- **BRANO PROPOSTO**
************

La crisi è quel momento in cui il vecchio muore e il nuovo stenta a nascere. Antonio Gramsci

venerdì 29 gennaio 2016

Guerra civile siriana: perché il conflitto senza fine è a un punto decisivo

di Patrick Cockburn
I colloqui siriani di pace tra governo e opposizione cominceranno nei prossimi giorni a Ginevra in un’atmosfera di quasi assoluto pessimismo riguardo alle prospettive di successo. Le due parti si odiano a vicenda e hanno passato 5 anni cercando di uccidersi l’un l’altro, rendendo improbabile che si accorderanno per condividere il potere in qualsiasi modo, tranne geograficamente, mentre ogni parte manterrà il territorio che attualmente ha e lo difenderà con le sue proprie forze armate.
Questo pessimismo è difficile da contraddire, dato che parecchi dei gruppi più potenti che si impegnano a sparare, saranno presenti a Ginevra. Né Isis né il Fronte al-Nusra sono invitati; non che fosse probabile che sarebbero comparsi anche se fosse stato chiesto loro di partecipare. Ci sono discussioni su chi sia esattamente un terrorista, mentre l’Arabia Saudita che spinge l’esercito dell’Islam che controlla la roccaforte dei ribelli sul lato orientale di Damasco e la Turchia che insiste sull’esclusione dei Curdi siriani, l’alleato più efficace dell’America contro Isis.

************

Riscrivi tutto il brano sulla guerra civile siriana da "La crisi è quel" fino a "proprie forze armate.", cambiando "Ginevra" in "Losanna". Le righe che seguono non servono per lo svolgimento.

- **DATI FORNITI**

************

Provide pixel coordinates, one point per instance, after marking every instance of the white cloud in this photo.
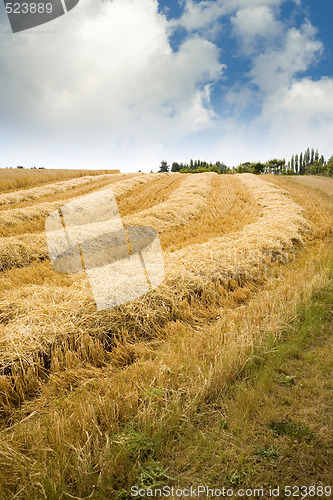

************

- **SOLUZIONE SVOLTA**
La crisi è quel momento in cui il vecchio muore e il nuovo stenta a nascere. Antonio Gramsci

venerdì 29 gennaio 2016

Guerra civile siriana: perché il conflitto senza fine è a un punto decisivo

di Patrick Cockburn
I colloqui siriani di pace tra governo e opposizione cominceranno nei prossimi giorni a Losanna in un’atmosfera di quasi assoluto pessimismo riguardo alle prospettive di successo. Le due parti si odiano a vicenda e hanno passato 5 anni cercando di uccidersi l’un l’altro, rendendo improbabile che si accorderanno per condividere il potere in qualsiasi modo, tranne geograficamente, mentre ogni parte manterrà il territorio che attualmente ha e lo difenderà con le sue proprie forze armate.